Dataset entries
◆ ◆ ◆ ◆ ◆

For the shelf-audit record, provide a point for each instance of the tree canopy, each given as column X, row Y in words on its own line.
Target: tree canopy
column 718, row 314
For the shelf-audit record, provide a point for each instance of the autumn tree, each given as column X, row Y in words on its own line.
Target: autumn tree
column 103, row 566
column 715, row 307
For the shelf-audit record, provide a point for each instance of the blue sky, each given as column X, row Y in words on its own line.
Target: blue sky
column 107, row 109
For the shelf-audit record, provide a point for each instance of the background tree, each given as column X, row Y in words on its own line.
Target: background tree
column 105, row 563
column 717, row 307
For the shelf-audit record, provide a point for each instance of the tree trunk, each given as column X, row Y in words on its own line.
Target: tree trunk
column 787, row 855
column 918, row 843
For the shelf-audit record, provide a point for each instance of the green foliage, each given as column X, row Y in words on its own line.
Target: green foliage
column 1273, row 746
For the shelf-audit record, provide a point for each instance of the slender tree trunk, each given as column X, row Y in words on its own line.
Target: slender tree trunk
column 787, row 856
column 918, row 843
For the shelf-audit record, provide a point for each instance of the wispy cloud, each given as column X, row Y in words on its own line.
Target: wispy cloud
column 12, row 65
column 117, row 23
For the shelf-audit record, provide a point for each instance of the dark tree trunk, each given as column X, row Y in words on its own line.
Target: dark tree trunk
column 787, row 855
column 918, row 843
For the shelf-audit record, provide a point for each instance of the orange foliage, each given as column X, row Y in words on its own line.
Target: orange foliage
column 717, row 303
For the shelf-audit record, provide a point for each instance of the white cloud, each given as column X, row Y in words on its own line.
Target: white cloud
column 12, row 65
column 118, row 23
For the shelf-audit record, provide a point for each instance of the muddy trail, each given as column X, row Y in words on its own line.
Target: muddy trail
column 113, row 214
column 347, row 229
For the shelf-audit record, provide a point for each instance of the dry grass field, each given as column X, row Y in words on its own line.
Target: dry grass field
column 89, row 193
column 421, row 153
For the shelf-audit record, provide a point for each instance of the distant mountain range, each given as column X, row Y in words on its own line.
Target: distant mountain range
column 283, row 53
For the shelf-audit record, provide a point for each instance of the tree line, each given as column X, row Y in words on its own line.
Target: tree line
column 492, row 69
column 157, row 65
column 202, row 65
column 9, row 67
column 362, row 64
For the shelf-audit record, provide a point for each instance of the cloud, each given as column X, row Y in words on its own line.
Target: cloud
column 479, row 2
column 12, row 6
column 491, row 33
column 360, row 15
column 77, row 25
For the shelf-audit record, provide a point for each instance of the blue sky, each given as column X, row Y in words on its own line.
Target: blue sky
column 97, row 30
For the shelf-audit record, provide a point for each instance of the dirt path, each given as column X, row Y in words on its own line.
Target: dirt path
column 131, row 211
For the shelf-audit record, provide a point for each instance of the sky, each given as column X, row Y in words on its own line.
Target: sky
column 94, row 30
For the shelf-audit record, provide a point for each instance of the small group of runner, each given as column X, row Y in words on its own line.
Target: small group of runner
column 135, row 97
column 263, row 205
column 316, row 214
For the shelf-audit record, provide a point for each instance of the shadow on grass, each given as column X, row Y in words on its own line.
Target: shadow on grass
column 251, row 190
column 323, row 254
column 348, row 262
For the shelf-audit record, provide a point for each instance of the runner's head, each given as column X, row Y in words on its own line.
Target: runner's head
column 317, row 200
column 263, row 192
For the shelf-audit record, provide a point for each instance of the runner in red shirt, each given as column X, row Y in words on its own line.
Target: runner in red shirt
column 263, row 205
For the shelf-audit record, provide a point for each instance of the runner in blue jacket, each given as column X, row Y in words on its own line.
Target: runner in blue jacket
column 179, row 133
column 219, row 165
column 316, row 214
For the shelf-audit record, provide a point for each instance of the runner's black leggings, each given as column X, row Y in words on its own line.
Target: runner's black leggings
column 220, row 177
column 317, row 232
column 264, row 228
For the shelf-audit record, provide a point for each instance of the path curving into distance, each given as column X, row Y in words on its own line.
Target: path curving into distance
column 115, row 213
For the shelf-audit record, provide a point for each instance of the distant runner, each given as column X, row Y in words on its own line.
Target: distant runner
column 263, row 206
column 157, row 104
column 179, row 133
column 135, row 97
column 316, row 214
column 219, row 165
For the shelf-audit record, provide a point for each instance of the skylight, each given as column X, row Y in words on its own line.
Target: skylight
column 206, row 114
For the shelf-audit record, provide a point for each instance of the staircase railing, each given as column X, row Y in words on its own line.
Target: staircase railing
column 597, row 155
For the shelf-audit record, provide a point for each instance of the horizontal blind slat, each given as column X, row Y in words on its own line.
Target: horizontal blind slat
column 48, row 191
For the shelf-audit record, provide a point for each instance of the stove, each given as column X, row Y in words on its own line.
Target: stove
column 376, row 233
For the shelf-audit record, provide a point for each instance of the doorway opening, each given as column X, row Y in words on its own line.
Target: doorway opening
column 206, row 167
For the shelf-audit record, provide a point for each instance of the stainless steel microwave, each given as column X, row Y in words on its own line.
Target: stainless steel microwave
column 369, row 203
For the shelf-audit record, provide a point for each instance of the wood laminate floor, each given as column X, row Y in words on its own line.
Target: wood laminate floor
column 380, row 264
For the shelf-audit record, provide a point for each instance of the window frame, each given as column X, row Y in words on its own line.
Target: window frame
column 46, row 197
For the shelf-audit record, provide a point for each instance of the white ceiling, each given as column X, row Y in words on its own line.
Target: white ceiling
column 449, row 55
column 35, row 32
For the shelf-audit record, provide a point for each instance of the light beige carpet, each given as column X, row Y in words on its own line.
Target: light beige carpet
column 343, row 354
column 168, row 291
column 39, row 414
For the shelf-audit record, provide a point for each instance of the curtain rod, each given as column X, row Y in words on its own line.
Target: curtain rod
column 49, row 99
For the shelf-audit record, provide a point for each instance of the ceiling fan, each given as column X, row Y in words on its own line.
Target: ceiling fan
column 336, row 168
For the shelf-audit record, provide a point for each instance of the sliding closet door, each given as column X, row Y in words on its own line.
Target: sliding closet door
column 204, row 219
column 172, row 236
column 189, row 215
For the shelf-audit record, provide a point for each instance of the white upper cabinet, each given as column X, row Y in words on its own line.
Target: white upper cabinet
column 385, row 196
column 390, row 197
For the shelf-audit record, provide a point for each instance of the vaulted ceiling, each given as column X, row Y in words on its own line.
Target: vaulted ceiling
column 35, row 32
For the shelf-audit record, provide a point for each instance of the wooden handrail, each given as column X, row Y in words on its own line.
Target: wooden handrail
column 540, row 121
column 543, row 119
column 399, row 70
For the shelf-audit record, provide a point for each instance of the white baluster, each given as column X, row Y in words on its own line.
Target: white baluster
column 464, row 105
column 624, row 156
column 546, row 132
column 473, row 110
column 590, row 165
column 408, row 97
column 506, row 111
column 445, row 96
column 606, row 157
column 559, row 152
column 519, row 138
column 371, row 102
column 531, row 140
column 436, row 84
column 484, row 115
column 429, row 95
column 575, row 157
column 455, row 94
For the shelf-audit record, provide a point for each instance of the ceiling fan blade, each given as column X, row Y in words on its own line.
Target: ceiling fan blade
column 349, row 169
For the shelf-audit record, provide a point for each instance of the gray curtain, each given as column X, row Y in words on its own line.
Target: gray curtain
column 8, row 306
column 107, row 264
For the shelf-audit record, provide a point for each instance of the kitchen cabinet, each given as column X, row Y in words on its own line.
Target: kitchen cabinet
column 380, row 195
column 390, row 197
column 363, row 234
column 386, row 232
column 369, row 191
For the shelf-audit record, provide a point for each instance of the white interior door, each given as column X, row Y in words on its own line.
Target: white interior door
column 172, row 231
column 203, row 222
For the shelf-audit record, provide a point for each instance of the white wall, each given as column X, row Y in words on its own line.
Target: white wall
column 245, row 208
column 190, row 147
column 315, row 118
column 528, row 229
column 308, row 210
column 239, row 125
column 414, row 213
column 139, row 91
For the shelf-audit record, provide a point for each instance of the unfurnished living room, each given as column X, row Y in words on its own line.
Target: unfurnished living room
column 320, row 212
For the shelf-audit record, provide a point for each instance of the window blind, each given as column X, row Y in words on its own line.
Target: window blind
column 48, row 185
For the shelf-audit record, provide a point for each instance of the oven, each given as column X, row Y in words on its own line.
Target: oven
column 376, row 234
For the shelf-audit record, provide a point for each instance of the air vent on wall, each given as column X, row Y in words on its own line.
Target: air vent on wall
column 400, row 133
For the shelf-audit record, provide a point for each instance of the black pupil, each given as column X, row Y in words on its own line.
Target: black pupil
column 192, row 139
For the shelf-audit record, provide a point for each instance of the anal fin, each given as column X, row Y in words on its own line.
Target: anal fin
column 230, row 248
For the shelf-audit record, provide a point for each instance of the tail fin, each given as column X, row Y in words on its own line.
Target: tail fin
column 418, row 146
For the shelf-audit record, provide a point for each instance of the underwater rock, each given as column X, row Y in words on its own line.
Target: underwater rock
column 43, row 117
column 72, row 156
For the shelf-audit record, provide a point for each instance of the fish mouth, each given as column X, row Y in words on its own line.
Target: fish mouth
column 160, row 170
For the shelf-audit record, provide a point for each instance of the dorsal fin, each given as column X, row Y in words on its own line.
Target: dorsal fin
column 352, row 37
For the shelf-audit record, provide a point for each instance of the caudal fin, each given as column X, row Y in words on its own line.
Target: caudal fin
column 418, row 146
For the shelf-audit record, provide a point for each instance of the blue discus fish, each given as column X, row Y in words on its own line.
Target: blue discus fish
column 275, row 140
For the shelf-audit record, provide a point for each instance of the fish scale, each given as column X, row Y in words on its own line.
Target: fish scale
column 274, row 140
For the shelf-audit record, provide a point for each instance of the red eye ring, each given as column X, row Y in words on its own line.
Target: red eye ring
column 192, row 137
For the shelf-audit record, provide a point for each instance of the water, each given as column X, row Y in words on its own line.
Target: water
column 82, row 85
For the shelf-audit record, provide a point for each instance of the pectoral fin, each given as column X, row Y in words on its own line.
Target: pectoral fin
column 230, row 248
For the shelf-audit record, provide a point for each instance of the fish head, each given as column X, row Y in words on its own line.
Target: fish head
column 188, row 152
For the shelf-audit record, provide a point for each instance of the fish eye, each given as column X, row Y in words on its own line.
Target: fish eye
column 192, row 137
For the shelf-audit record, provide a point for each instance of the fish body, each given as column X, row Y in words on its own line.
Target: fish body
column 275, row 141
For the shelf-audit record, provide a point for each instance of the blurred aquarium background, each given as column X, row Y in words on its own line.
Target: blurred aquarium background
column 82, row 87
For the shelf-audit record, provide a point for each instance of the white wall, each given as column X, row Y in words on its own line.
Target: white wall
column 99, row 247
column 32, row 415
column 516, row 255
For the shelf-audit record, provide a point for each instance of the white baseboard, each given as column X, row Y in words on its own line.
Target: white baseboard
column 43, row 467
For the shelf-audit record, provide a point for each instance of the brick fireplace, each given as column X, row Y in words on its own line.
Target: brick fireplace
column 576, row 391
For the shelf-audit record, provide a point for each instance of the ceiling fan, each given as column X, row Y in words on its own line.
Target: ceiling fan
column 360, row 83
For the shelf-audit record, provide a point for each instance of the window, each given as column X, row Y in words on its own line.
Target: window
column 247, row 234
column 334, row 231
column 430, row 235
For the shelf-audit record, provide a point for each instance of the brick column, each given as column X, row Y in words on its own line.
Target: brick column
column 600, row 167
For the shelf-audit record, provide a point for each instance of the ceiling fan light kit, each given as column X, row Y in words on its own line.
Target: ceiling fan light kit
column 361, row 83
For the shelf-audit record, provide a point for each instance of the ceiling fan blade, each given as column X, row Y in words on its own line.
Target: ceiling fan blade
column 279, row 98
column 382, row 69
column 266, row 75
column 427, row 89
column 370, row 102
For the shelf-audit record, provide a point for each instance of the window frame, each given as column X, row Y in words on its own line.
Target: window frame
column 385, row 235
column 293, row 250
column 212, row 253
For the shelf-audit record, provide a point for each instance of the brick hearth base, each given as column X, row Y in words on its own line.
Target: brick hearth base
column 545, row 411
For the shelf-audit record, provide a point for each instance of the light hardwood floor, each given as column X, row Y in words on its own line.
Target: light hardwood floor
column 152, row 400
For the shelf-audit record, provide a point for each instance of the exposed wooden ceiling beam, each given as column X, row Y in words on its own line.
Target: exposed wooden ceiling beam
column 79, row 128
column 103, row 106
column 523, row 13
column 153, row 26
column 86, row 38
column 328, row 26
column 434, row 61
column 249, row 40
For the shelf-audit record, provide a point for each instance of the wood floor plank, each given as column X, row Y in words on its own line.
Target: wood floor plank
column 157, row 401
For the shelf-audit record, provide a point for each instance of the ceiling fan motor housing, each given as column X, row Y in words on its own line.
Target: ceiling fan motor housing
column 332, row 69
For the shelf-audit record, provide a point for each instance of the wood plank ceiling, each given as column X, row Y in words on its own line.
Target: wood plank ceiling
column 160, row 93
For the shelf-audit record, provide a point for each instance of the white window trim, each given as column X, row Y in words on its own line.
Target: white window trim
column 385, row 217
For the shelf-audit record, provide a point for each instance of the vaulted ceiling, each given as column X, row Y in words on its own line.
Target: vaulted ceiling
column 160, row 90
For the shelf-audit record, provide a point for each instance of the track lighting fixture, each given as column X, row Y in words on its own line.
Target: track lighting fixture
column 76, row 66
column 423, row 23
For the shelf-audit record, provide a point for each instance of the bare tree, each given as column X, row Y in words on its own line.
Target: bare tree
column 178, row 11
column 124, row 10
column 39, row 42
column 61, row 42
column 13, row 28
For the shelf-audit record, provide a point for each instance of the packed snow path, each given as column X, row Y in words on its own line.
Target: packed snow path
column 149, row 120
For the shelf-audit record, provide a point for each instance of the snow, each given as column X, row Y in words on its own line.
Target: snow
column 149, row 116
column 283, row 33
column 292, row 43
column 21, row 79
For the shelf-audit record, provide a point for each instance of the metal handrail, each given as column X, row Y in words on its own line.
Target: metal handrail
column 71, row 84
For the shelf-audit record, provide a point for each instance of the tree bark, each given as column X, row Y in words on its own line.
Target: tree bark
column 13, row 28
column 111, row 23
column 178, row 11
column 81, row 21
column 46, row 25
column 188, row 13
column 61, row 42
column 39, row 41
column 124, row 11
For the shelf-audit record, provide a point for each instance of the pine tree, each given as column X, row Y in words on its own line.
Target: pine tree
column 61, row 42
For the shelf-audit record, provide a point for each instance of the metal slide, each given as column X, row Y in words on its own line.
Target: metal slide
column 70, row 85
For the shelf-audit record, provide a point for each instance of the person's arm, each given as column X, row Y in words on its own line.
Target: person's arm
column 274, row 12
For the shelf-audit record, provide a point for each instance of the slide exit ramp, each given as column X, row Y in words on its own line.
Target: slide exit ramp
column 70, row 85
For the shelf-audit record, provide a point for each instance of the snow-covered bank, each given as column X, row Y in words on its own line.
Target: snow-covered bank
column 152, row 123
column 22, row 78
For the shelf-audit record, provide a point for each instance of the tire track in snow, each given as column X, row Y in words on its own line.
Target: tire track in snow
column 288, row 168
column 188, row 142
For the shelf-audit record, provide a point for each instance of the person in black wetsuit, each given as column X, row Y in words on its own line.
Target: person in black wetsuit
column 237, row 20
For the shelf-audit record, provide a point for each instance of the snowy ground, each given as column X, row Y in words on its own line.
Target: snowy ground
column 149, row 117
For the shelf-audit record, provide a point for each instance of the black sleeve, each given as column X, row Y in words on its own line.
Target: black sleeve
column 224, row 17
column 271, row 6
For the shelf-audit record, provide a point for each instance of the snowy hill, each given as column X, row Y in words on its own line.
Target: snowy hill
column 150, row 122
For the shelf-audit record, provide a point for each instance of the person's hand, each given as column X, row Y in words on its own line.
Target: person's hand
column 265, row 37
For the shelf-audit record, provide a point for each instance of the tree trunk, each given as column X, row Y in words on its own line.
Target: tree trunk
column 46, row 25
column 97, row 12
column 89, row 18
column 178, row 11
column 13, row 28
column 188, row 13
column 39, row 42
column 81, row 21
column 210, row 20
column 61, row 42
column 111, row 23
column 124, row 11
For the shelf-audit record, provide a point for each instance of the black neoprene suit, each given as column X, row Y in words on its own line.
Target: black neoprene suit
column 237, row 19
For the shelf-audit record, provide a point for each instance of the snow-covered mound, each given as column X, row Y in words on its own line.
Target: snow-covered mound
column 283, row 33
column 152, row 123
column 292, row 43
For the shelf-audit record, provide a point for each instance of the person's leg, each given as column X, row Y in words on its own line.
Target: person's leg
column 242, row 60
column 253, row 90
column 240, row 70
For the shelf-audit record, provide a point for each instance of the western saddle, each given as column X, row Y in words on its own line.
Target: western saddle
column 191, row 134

◆ ◆ ◆ ◆ ◆

TASK STATEMENT
Here the output must be the lines above from the line with "blue jacket, each" to the line with "the runner's black", both included, duplicated word for word and nothing else.

WRITTEN ANSWER
For the shelf-audit record, provide a point for each instance of the runner in blue jacket, each given as column X, row Y in words on its own line.
Target: runner in blue jacket
column 179, row 133
column 219, row 165
column 316, row 214
For the shelf-audit record, provide a point for each instance of the runner's black leggings, each given as column X, row Y in words on its own line.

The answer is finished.